- Opening Delimiter -

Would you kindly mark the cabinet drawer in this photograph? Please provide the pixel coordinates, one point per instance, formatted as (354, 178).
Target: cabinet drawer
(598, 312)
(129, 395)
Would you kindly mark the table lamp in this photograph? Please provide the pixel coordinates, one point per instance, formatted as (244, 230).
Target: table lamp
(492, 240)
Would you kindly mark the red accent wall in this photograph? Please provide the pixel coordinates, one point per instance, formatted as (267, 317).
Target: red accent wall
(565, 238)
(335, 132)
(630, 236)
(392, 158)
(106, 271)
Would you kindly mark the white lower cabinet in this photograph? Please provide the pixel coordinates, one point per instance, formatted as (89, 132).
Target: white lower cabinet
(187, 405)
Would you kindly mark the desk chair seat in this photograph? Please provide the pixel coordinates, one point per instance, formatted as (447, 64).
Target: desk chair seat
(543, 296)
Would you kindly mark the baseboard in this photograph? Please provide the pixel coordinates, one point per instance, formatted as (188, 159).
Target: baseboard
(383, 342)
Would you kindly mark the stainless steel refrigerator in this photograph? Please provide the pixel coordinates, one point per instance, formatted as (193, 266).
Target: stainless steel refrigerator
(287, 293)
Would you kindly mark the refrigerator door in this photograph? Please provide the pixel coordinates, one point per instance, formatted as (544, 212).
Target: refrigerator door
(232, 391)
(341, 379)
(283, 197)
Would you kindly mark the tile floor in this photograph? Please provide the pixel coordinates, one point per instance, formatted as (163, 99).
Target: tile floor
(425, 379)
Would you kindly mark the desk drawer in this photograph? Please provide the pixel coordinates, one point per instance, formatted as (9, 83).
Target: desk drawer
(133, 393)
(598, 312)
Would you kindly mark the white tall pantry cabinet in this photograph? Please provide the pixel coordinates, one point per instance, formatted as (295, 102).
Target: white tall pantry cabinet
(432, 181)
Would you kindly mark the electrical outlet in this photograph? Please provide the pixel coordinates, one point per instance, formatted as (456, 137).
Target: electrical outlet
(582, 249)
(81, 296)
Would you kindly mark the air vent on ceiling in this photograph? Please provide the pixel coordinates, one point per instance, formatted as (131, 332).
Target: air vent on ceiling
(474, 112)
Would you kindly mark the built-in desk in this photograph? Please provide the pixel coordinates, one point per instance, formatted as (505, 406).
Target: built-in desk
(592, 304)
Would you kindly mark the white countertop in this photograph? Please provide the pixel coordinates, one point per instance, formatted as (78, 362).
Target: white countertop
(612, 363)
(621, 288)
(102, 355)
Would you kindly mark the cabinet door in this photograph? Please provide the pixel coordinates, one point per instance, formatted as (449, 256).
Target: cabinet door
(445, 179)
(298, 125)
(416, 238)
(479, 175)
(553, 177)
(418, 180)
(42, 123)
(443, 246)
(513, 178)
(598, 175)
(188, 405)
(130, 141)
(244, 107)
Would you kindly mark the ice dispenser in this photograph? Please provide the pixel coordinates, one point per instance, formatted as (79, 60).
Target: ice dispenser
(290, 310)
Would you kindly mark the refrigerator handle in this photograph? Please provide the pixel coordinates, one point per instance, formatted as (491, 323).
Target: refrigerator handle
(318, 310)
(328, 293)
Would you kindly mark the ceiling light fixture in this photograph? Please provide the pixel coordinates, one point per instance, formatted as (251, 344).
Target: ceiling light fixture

- Closing Delimiter -

## [The problem]
The response should be an exact copy of every line above.

## [Solution to the problem]
Would you kindly mark the cabinet drawer in this photograph? Please provide the pixel coordinates, one point per instance, formatted as (354, 178).
Target: cabinet drawer
(598, 312)
(129, 395)
Would you kindly mark the table lamp in this photograph? Please provide the pixel coordinates, one point per instance, formatted as (244, 230).
Target: table lamp
(492, 240)
Would you kindly mark the red accent wall in this photograph? Please provide the pixel coordinates, one point per instance, formatted as (267, 317).
Target: red accent wall
(565, 238)
(335, 132)
(630, 236)
(392, 158)
(106, 271)
Would you kindly mark the white lower cabinet in this photograph? Please provide the pixel coordinates, one point per instance, formatted as (89, 132).
Target: white lower cabinet
(187, 405)
Would you kindly mark the desk chair seat in this photograph? Please provide the pixel coordinates, one point per instance, formatted as (447, 64).
Target: desk chair seat
(543, 296)
Would you kindly mark the baseboard in this photograph? Please provide the pixel coordinates, one point per instance, formatted as (188, 159).
Target: baseboard
(383, 342)
Would you kindly mark the stainless steel refrigerator in this photograph? Please provide the pixel coordinates, one point per instance, formatted as (193, 266).
Target: stainless steel refrigerator
(287, 293)
Would you kindly mark the refrigerator door in this photograph? Please provide the pixel coordinates, one point per instance, formatted as (544, 212).
Target: refrigerator door
(232, 391)
(341, 379)
(283, 197)
Would you kindly mark the tile floor in this photograph? Please provide the pixel coordinates, one point per instance, formatted as (163, 99).
Target: tile floor
(425, 379)
Would you kindly mark the desk drawer in this photograph? Please provide the pixel coordinates, one point per instance, formatted as (9, 83).
Target: desk drawer
(133, 393)
(598, 312)
Would you kindly mark the white tall pantry cabinet in this photograph? Please provide the pixel coordinates, one point per instance, formatted as (295, 102).
Target: white tall pantry cabinet
(432, 181)
Would you kindly mark the electrical outlet in this photograph? Please provide the pixel coordinates, one point per instance, formatted as (456, 137).
Target: electrical outlet
(582, 249)
(81, 296)
Would you kindly mark the air vent on ceiling in this photograph? Please provide the pixel coordinates, one point per instance, formatted as (131, 332).
Target: air vent on ceiling
(474, 112)
Would you kindly mark the built-in desk in this photograph? Please provide the pixel coordinates, one point per instance, formatted as (505, 406).
Target: built-in desk
(592, 304)
Would you kindly mark the white countertop in this photograph? Please provide the pixel coordinates, one point per instance, formatted as (78, 362).
Target: white countertop
(612, 363)
(621, 288)
(102, 355)
Would you kindly mark the cabinet door in this photograph? Please provide the pixel coordinates, one point per instance, formatted as (449, 256).
Target: cabinet door
(445, 179)
(298, 125)
(416, 238)
(479, 175)
(553, 177)
(418, 180)
(42, 123)
(443, 246)
(513, 178)
(598, 175)
(188, 405)
(130, 141)
(244, 107)
Would you kindly mark the ice dispenser in this photograph? Please provide the pixel coordinates, one point per instance, formatted as (79, 60).
Target: ice dispenser
(290, 310)
Would you kindly mark the refrigerator handle in this photograph? Please provide the pixel coordinates, one point per instance, formatted as (491, 323).
Target: refrigerator handle
(318, 310)
(328, 293)
Would you kindly mark the ceiling light fixture in this photograph? Please provide the pixel coordinates, one point per instance, formatted as (251, 344).
Target: ceiling light fixture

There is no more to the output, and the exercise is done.